Democracy Against Capitalism: The Separation Of Politics and Economics

Democracy Against Capitalism is a collection of essays written by Ellen Meiksins Wood. In the first essay, she says that many contemporary Marxists have abandoned the historical materialism which is central to Marx’ own thought. Here’s how she describes historical materialism:

A materialist understanding of the world, then, is an understanding of the social activity and the social relations through which human beings interact with nature in producing the conditions of life; and it is a historical understanding which acknowledges that the products of social activity, the forms of social interaction produced by human beings, themselves become material forces, no less than are natural givens. (Kindle Locations 491-494.)

This seems uncontroversial, in fact It’s really hard to believe anyone disagrees without relying on some other human-made theory.

She illustrates this idea with a sketch of the history of the development of capitalism, showing how capitalism separates politics and economics. This isn’t about the academic study of these fields, but about the way capitalism flowed from earlier times, primarily in the UK.

She starts with the proposition that a central problem for any society is producing the necessities of life and allocation of the production among members. That decision is political, not economic. The explanation begins with a definition of the state as the “complex of institutions” through which society organizes itself. This organization is an instrument of power, and exercises coercion through various means, including violence. Smaller social units, families or clans, owe certain common duties to the whole.

She says that in the earlier times, decisions about production and allocation were made by “public or communal authority”. (Kindle Loc. 676).

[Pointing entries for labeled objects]
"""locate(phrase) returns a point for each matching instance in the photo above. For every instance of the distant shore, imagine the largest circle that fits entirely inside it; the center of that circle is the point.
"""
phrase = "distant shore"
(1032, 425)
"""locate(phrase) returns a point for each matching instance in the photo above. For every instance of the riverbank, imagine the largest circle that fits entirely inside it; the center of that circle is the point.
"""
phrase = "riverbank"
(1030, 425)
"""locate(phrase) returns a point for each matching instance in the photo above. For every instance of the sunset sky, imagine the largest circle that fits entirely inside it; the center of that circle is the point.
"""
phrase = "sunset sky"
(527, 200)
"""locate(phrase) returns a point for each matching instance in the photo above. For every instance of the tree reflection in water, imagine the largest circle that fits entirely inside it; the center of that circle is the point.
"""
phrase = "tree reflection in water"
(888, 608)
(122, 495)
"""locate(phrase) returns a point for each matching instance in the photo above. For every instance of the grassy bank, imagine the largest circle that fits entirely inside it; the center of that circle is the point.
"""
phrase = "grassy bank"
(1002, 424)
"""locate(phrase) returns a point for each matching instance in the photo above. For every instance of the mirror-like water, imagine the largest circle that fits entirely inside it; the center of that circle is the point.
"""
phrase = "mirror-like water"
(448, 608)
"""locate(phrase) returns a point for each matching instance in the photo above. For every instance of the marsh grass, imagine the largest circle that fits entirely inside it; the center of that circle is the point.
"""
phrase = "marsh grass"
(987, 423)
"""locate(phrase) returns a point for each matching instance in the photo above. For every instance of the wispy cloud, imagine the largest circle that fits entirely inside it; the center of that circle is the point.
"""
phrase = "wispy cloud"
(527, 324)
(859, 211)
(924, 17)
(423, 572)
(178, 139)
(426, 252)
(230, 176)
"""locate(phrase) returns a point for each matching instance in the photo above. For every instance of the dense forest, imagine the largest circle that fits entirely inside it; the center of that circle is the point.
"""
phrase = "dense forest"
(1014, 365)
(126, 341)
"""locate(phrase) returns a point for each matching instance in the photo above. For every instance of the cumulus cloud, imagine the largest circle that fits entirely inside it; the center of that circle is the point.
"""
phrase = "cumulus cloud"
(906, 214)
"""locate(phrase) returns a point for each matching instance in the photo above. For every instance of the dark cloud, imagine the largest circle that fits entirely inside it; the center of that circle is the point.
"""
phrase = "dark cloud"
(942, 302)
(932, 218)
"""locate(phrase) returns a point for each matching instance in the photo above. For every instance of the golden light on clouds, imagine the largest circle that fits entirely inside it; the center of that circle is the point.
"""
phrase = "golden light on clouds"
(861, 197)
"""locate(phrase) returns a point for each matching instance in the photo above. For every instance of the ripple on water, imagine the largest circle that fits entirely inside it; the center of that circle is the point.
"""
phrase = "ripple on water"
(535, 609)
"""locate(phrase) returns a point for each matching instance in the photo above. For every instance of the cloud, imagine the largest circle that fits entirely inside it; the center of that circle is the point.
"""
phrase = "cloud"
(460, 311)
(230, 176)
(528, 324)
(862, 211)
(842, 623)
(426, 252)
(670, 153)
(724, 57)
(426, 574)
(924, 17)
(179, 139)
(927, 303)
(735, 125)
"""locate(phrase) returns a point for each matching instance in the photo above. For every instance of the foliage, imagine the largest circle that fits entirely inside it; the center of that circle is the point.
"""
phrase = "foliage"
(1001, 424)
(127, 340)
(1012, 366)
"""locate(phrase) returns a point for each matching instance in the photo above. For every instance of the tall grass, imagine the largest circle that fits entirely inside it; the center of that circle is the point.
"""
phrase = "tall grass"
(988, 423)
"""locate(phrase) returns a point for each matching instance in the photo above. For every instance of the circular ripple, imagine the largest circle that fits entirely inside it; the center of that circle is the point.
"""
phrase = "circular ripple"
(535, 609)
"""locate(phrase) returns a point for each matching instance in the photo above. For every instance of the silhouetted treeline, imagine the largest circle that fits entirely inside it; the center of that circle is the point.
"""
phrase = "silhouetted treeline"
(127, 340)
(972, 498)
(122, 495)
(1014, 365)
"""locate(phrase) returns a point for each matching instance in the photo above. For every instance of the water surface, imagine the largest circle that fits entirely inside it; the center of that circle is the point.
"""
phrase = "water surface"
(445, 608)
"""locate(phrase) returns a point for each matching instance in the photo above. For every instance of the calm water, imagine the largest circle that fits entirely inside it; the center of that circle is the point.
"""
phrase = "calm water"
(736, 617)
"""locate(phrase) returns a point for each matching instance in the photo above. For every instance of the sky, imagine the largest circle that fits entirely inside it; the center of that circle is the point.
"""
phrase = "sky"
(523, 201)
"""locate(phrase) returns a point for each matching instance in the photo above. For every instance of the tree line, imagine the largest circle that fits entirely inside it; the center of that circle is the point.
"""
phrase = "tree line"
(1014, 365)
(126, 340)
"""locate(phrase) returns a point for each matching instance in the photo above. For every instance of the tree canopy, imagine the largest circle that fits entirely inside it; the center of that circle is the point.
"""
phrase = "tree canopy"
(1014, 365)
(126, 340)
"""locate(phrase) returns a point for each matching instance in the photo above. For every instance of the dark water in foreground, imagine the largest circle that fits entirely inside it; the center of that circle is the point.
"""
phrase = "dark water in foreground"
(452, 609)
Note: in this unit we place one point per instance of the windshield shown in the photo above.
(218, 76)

**Set exercise A**
Copy the records verbatim, everything from the start of the records down to the line containing "(1030, 425)".
**Set exercise B**
Extend the passage on Democracy Against Capitalism, picking up after its final sentence.

**Exercise result A**
"""locate(phrase) returns a point for each matching instance in the photo above. For every instance of the distant shore, imagine the largest circle that fits entirely inside it; the center of that circle is the point.
"""
phrase = "distant shore"
(1032, 425)
"""locate(phrase) returns a point for each matching instance in the photo above. For every instance of the riverbank, imagine the largest circle that fits entirely inside it; the center of that circle is the point.
"""
phrase = "riverbank"
(1030, 425)

**Exercise result B**
Whether or not the essential object of the state is to maintain exploitation, its performance of social functions implies a social division of labour and the appropriation by some social groups of surplus produced by others. It seems reasonable to suppose, then, that however this ‘complex of institutions’ came into being, the state emerged as a means of appropriating surplus product – perhaps even as a means of intensifying production in order to increase surplus – and as a mode of distributing that surplus in one way or another. Kindle Loc. 597.

I’m not sure what to make of this quote. She cites a book by Marshall Sahlins, Stone Age Economics for this proposition.

In the imperial period of Roman government, the supremacy of private property was reasonably well established, When the Roman Empire broke up, the state fragmented. Local feudal lords maintained control by a combination of feudal rights under whatever was left of a central authority, the offer of protection to the local people, and brute force.

Feudal Lords carried out the functions of the state in vestigial form, dispensing justice and providing and organizing defense, social responsibilities that went with their control over production and allocation. Gradually the central authority regained strength, and Feudal Lords ceded some of their duties and powers, but not control of the land or the work done by the people on the land or the right to control allocation of production. The story continues to the present, with the owners of private property maintaining their power to organize production and expropriate the surplus for themselves through their absolute right of control and ownership.

Wood only provides a sketch, and my retelling is a sketch of a sketch, but it’s compelling once you grant the premise that decisions about production and allocation are political issues. Of course, we don’t know how our Stone Age ancestors handled these things. Even so, the assertion that matters of organization of production and allocation of the products is a social matter is quite reasonable. After all, the rules that force that outcome are upheld by the power of the state, through violence and otherwise.

From there, the part of the story that starts in Feudal societies makes good sense. A lot of this history can be seen in the fights over English Land Law, the change from a political system where the king owned all the land to vesting of full title in aristocrats and eventually in the hands of ordinary people. Here’s the Wikipedia version.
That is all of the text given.